── Extracted text

Friday, 14 November 2014

Are you aware that Clarence Valley Council is recording the conversations of staff and members of the public at its Grafton and Maclean chambers?


Security cameras are so ubiquitous in modern public building landscapes that most people hardly give them a second thought and so rarely, or never, wonder about how sophisticated the surveillance systems are that operate them.

So when the Link Security Group posts this on its website, the uninitiated like myself are none the wiser unless they delve deeper:

Link has recently assisted Clarence Valley Council, in the deployment of Milestone Systems XProtect Video Management Software, together with Axis Communications Cameras. In the past the Council had tried several other manufactures and ultimately deciding on the Milestone Systems and Axis Communications combination. 1

This month I had cause to look beyond those two sentences above, when I became aware (and Clarence Valley Council confirmed) that its surveillance regime at both Grafton and Maclean chambers involved not just recording and storing video footage but the recording and storage of audio as well.

The video and audio surveillance appears to target front counter staff and members of the public who enter the main foyer and front desk areas.

────
── Stored rows

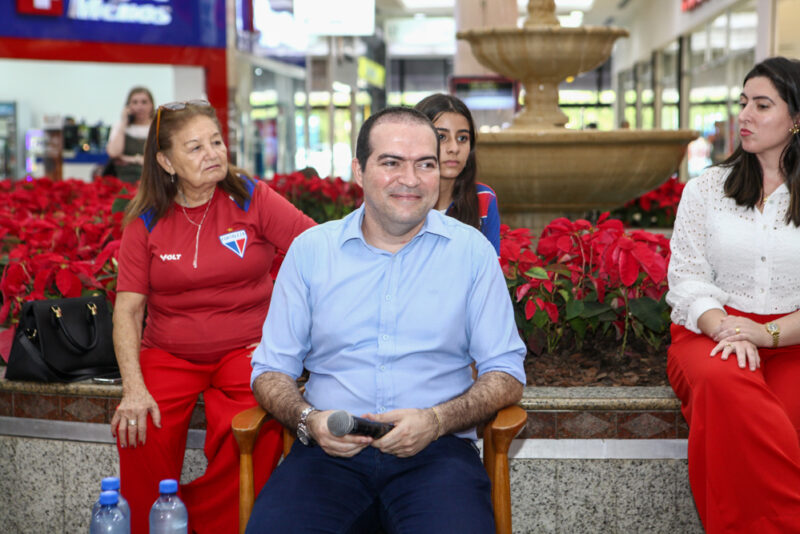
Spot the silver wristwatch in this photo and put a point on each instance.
(302, 428)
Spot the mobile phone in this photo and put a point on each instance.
(109, 380)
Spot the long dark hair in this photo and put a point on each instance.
(156, 188)
(465, 194)
(745, 183)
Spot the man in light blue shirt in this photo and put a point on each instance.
(386, 309)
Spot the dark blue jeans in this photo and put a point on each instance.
(442, 489)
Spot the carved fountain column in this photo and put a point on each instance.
(540, 169)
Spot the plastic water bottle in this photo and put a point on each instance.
(108, 519)
(112, 484)
(168, 514)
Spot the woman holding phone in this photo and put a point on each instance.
(126, 141)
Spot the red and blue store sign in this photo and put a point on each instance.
(195, 23)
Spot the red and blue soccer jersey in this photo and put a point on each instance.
(202, 313)
(489, 214)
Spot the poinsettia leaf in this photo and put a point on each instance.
(68, 284)
(574, 308)
(649, 312)
(552, 311)
(628, 268)
(530, 309)
(536, 272)
(522, 291)
(653, 264)
(594, 309)
(540, 318)
(578, 325)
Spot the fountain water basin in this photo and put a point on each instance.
(541, 170)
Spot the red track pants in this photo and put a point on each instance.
(212, 499)
(744, 450)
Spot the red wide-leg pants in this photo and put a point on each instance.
(744, 449)
(212, 499)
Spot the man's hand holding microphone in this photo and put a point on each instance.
(402, 433)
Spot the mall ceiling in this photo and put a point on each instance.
(600, 12)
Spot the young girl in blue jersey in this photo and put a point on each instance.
(460, 196)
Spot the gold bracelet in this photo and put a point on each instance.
(438, 423)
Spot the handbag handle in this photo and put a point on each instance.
(80, 347)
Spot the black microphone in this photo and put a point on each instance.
(341, 423)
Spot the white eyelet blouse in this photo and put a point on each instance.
(729, 255)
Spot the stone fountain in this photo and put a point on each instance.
(540, 169)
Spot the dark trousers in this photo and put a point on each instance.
(442, 489)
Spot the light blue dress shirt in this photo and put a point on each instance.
(381, 331)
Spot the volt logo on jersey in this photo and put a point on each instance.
(235, 241)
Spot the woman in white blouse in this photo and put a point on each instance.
(734, 280)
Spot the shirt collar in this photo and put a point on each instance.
(435, 223)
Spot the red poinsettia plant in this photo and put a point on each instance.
(322, 199)
(654, 209)
(581, 280)
(57, 239)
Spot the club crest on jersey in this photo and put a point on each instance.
(235, 241)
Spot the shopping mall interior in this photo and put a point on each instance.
(295, 79)
(602, 111)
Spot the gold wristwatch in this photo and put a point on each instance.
(775, 331)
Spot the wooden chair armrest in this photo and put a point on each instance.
(246, 425)
(497, 438)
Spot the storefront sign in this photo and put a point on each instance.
(158, 13)
(53, 8)
(151, 22)
(689, 5)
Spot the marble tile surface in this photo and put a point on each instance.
(8, 447)
(645, 496)
(585, 496)
(37, 494)
(533, 496)
(685, 519)
(194, 465)
(50, 485)
(84, 466)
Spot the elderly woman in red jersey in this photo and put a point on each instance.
(193, 291)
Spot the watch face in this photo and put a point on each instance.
(302, 434)
(772, 327)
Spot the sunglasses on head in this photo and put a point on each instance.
(175, 106)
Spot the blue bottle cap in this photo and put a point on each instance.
(109, 497)
(110, 483)
(168, 485)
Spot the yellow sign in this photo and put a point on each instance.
(371, 72)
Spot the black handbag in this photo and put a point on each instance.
(63, 340)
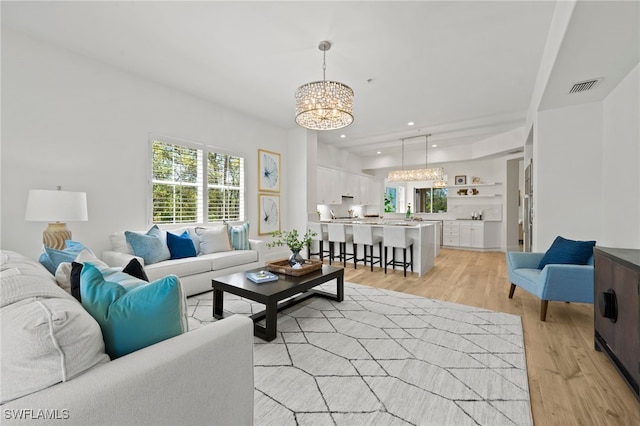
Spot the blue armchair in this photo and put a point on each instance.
(564, 283)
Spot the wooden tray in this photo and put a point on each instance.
(282, 267)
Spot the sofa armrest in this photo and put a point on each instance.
(119, 259)
(569, 283)
(261, 247)
(520, 259)
(201, 377)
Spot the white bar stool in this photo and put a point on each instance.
(338, 234)
(396, 237)
(321, 236)
(363, 234)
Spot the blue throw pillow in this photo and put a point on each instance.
(52, 258)
(571, 252)
(151, 246)
(135, 317)
(181, 246)
(239, 236)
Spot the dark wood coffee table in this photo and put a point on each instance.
(273, 293)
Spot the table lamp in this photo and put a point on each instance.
(56, 207)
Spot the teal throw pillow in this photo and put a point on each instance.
(52, 258)
(563, 251)
(181, 246)
(152, 246)
(136, 317)
(239, 236)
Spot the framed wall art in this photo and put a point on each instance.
(268, 171)
(269, 210)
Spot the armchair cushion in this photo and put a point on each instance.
(564, 251)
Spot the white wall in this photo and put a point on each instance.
(568, 174)
(71, 121)
(586, 175)
(621, 164)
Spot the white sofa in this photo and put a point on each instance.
(204, 376)
(195, 273)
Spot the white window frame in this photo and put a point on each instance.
(202, 181)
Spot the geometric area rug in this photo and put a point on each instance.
(385, 358)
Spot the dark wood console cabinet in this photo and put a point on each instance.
(617, 310)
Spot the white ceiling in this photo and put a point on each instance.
(461, 70)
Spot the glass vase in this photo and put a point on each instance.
(295, 257)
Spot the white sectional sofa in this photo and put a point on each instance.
(55, 370)
(195, 273)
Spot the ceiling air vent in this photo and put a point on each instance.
(583, 86)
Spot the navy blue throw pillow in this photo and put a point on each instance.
(570, 252)
(181, 246)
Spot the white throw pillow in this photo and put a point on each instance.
(214, 239)
(119, 243)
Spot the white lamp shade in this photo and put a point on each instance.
(56, 206)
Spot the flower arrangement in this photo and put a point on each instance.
(291, 239)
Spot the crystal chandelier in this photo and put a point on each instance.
(324, 105)
(435, 174)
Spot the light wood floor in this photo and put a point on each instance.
(569, 382)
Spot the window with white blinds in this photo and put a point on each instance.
(182, 194)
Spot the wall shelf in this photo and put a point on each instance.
(474, 196)
(475, 185)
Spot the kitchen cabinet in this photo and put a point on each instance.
(369, 191)
(474, 234)
(329, 190)
(451, 233)
(333, 184)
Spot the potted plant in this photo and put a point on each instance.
(294, 241)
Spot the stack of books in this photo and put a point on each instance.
(261, 276)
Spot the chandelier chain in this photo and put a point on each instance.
(324, 65)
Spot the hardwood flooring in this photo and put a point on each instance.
(569, 382)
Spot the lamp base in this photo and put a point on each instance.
(55, 235)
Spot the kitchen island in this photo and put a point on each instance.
(422, 233)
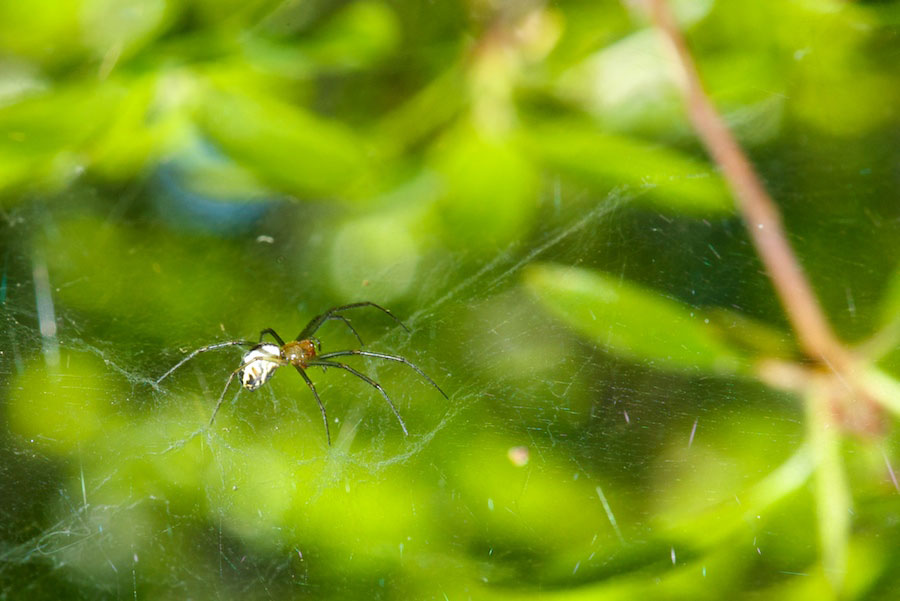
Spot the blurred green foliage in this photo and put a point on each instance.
(629, 414)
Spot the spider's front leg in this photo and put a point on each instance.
(210, 347)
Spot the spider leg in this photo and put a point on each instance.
(369, 381)
(210, 347)
(389, 358)
(273, 334)
(349, 325)
(318, 400)
(316, 322)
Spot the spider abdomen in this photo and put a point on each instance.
(259, 365)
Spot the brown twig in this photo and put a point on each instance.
(759, 211)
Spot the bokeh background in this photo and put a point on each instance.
(518, 182)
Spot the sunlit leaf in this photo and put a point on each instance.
(631, 321)
(290, 147)
(489, 189)
(833, 501)
(680, 183)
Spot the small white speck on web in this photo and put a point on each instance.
(46, 313)
(609, 514)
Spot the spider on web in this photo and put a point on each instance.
(260, 362)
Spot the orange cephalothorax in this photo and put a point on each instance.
(298, 352)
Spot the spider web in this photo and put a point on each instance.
(123, 490)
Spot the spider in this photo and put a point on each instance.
(260, 362)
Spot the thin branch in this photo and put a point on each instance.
(759, 211)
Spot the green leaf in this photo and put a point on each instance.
(681, 184)
(286, 145)
(631, 321)
(489, 189)
(833, 500)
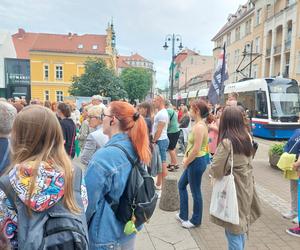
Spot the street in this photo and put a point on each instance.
(164, 232)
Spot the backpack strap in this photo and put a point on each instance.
(77, 178)
(7, 188)
(114, 206)
(5, 156)
(125, 151)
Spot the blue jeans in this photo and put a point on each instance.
(192, 175)
(235, 241)
(163, 148)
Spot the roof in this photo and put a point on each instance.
(183, 55)
(230, 24)
(122, 60)
(25, 42)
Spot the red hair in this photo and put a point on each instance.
(137, 130)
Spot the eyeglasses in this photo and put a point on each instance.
(93, 116)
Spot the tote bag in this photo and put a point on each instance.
(224, 204)
(286, 160)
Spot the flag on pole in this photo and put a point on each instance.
(216, 89)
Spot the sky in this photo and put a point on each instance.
(141, 26)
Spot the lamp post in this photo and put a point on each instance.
(174, 38)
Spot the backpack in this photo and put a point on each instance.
(52, 229)
(139, 197)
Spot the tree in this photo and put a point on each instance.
(137, 82)
(97, 80)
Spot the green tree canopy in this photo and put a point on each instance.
(137, 82)
(97, 79)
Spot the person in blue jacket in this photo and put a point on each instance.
(293, 147)
(108, 171)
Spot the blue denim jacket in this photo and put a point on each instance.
(107, 173)
(293, 143)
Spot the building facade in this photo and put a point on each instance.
(265, 32)
(17, 78)
(7, 50)
(189, 64)
(137, 61)
(55, 59)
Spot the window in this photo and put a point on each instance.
(268, 10)
(59, 96)
(236, 56)
(258, 13)
(248, 27)
(58, 72)
(298, 62)
(46, 95)
(255, 71)
(46, 71)
(238, 33)
(228, 40)
(257, 45)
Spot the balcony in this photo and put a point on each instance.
(277, 49)
(287, 45)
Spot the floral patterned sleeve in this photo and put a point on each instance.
(8, 217)
(84, 196)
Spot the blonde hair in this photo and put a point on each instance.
(37, 136)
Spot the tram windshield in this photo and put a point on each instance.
(285, 101)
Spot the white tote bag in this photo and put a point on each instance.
(224, 204)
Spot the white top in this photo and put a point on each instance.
(161, 116)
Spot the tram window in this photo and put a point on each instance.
(261, 107)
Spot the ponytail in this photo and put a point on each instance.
(136, 127)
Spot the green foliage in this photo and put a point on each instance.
(137, 82)
(97, 79)
(277, 148)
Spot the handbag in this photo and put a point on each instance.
(287, 159)
(224, 204)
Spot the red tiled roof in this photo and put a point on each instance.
(183, 55)
(136, 57)
(69, 43)
(121, 62)
(230, 24)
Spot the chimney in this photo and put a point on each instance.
(21, 33)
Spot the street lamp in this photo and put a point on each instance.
(174, 38)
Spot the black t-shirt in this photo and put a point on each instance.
(69, 132)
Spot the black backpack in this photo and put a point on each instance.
(139, 196)
(53, 229)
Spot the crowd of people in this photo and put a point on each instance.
(38, 142)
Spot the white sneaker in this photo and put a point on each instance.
(178, 218)
(295, 220)
(187, 224)
(289, 215)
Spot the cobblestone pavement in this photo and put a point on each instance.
(164, 232)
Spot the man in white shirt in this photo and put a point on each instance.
(160, 136)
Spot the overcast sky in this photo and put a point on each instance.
(141, 25)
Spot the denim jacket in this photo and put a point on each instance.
(107, 173)
(293, 143)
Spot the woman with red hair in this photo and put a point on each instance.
(108, 171)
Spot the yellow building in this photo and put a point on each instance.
(268, 29)
(55, 59)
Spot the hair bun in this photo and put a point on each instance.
(136, 116)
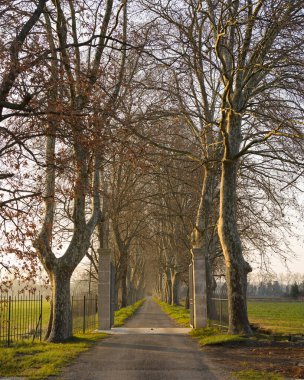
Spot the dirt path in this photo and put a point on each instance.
(163, 354)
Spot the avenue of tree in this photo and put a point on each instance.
(151, 128)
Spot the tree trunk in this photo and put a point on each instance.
(62, 313)
(236, 267)
(211, 286)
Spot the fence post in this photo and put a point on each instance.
(220, 314)
(9, 320)
(41, 300)
(84, 319)
(72, 309)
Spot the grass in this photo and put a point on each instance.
(278, 317)
(40, 360)
(250, 374)
(213, 335)
(178, 313)
(124, 313)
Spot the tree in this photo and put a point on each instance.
(76, 121)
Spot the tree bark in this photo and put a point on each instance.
(62, 316)
(236, 267)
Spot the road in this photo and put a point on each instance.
(146, 353)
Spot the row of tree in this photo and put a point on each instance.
(134, 126)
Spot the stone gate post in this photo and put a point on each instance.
(105, 291)
(199, 289)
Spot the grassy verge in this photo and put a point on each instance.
(213, 335)
(178, 313)
(250, 374)
(40, 360)
(277, 317)
(126, 312)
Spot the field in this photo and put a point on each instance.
(277, 317)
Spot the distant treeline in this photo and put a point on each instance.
(276, 289)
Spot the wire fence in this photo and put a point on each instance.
(84, 312)
(20, 318)
(26, 317)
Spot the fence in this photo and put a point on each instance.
(20, 318)
(25, 317)
(84, 312)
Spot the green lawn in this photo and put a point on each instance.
(40, 360)
(126, 312)
(278, 317)
(178, 313)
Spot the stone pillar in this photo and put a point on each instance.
(199, 289)
(191, 306)
(104, 290)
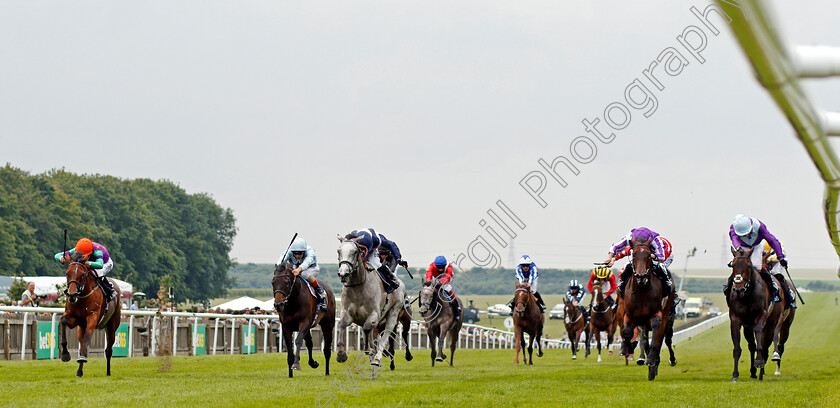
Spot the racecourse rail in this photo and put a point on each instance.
(150, 336)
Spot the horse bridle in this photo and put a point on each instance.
(80, 285)
(353, 266)
(740, 278)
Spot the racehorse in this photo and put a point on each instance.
(603, 317)
(575, 325)
(365, 302)
(751, 306)
(86, 309)
(527, 318)
(644, 305)
(440, 320)
(404, 320)
(298, 311)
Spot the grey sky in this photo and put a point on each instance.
(414, 118)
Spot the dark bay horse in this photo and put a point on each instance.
(527, 318)
(298, 309)
(603, 317)
(85, 309)
(575, 325)
(750, 307)
(440, 320)
(644, 305)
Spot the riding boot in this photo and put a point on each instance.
(664, 277)
(389, 279)
(540, 302)
(107, 289)
(456, 309)
(322, 298)
(622, 279)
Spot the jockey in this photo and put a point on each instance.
(303, 259)
(608, 285)
(747, 232)
(372, 243)
(442, 271)
(575, 294)
(662, 253)
(527, 274)
(101, 262)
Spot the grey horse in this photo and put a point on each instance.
(440, 320)
(364, 302)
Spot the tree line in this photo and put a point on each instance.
(154, 230)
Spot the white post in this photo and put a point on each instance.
(175, 336)
(265, 335)
(23, 338)
(195, 336)
(130, 336)
(232, 334)
(215, 335)
(53, 338)
(153, 336)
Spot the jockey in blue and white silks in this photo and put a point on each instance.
(527, 274)
(575, 294)
(747, 232)
(371, 243)
(305, 263)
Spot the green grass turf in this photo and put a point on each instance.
(480, 378)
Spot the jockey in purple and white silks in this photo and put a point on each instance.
(305, 263)
(747, 232)
(527, 274)
(662, 258)
(371, 243)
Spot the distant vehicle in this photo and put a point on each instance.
(693, 307)
(557, 312)
(499, 309)
(471, 314)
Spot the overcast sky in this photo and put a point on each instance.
(415, 117)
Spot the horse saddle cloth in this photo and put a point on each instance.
(109, 311)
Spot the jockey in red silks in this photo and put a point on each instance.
(442, 271)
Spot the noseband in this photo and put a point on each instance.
(79, 285)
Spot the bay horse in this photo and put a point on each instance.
(575, 325)
(440, 320)
(86, 310)
(527, 318)
(602, 318)
(365, 302)
(750, 306)
(298, 311)
(644, 305)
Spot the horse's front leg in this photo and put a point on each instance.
(84, 341)
(343, 322)
(66, 322)
(444, 329)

────

## Given task
In the council surveillance text, what video management software did Link help Clarence Valley Council deploy? Please rely only on the text, not the data.

## The response
Milestone Systems XProtect Video Management Software.